Your answer must be the lines of the entries below, exactly as written, from the first line through the line containing "positive clicks: (81, 264) (133, 236)".

Stored records:
○ ○ ○

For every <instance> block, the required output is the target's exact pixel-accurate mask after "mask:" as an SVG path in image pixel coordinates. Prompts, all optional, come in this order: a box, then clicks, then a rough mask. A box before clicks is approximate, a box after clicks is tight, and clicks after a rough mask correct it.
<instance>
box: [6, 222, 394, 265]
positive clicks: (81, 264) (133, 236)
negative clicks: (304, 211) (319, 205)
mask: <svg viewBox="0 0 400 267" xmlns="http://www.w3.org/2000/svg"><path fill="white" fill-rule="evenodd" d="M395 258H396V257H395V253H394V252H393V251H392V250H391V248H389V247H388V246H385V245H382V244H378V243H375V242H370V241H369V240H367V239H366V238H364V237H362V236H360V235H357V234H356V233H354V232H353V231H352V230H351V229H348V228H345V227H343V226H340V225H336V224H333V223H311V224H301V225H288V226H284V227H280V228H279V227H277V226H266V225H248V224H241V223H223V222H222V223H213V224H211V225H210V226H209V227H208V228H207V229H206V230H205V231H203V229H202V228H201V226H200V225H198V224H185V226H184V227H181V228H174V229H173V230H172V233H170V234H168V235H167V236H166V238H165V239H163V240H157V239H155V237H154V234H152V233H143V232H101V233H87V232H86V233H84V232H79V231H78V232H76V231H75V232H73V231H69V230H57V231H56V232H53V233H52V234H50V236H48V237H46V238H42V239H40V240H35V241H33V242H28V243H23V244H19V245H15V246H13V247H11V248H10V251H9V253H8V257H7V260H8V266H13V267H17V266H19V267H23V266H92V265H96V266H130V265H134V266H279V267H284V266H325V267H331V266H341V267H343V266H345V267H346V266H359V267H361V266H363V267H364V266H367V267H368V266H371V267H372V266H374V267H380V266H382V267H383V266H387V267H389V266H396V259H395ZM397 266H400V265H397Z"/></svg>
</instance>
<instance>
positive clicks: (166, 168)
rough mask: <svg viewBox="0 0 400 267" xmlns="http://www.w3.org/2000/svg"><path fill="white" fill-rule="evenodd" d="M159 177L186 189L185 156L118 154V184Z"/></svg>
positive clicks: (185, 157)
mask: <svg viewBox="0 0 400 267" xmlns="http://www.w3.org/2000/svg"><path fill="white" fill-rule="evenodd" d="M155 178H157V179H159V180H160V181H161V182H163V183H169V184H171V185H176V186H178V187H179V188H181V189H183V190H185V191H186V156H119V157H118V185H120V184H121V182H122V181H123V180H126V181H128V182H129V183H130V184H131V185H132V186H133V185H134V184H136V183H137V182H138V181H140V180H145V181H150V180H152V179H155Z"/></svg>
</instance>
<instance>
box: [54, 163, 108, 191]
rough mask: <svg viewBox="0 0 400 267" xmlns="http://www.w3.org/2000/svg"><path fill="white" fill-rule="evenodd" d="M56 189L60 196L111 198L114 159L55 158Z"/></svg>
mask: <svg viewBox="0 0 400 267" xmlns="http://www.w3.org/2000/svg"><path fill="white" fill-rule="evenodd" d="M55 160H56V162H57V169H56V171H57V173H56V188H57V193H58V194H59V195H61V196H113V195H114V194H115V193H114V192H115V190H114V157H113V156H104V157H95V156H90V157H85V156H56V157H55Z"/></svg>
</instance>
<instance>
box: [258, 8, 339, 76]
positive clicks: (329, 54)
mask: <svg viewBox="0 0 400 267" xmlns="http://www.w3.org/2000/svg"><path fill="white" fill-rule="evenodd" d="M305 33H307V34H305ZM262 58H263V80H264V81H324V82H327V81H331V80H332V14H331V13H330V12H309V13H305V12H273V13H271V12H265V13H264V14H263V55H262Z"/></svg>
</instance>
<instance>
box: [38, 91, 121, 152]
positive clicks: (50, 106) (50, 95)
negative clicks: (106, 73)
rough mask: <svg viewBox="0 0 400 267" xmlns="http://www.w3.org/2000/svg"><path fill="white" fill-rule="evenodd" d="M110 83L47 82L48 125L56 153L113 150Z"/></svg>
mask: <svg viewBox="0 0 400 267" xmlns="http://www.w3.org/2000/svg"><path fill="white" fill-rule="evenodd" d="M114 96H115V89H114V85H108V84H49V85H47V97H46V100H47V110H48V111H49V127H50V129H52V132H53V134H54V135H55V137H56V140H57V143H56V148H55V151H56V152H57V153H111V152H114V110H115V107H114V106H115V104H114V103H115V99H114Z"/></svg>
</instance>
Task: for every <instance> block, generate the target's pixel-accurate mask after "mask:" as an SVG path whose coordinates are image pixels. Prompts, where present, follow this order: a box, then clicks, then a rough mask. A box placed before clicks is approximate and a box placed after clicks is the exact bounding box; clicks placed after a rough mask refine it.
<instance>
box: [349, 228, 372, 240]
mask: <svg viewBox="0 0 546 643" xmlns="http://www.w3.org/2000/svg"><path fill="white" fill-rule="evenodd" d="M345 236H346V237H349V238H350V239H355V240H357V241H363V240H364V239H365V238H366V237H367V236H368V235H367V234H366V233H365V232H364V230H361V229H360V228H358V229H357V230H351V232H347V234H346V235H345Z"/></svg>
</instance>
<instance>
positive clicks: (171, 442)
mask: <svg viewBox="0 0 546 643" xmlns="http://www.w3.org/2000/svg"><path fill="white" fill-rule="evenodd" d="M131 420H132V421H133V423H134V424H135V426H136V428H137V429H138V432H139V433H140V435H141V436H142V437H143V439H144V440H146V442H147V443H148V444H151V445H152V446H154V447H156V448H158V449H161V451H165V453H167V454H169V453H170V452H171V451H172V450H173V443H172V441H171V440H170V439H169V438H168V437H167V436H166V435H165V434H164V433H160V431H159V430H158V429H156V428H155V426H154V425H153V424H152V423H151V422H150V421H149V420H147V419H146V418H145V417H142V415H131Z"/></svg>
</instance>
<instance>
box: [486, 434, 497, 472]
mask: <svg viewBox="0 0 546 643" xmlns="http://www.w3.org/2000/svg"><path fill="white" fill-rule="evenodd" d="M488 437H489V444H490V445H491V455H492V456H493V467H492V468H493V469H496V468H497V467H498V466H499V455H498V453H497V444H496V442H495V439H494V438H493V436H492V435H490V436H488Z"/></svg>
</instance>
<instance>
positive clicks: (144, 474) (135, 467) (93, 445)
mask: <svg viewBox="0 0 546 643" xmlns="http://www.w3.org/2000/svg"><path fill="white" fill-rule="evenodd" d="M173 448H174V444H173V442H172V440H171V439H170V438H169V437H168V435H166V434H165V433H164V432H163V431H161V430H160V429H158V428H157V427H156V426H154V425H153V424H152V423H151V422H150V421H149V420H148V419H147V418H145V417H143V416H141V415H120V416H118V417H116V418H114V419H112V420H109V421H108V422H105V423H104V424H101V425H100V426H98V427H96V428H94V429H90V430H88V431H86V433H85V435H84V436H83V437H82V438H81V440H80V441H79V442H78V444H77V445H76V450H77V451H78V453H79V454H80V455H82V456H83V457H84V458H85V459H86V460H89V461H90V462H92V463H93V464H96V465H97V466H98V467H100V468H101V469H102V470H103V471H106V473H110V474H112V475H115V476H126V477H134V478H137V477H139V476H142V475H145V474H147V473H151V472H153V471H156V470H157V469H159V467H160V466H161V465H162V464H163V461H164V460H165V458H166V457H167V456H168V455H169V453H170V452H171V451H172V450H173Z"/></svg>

○ ○ ○

RESPONSE TO THE TASK:
For every <instance> block, the required output is the target's exact pixel-accurate mask after "mask:" as an SVG path in image pixel coordinates. Prompts, all optional, come in this order: a box, then clicks, then a rough mask. A box before clicks is approximate, a box after clicks is tight, and clicks after a rough mask correct it.
<instance>
box: [6, 222, 394, 265]
positive clicks: (81, 264) (133, 236)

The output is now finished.